┌──

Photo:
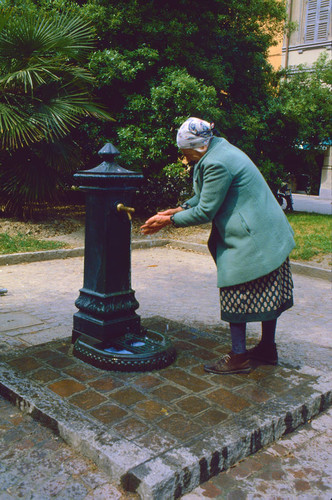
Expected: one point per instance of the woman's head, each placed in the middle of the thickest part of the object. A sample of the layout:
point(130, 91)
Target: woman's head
point(194, 134)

└──

GOAL
Count the lines in the records that contain the word "woman" and give only that number.

OUTPUT FOR THIS TASK
2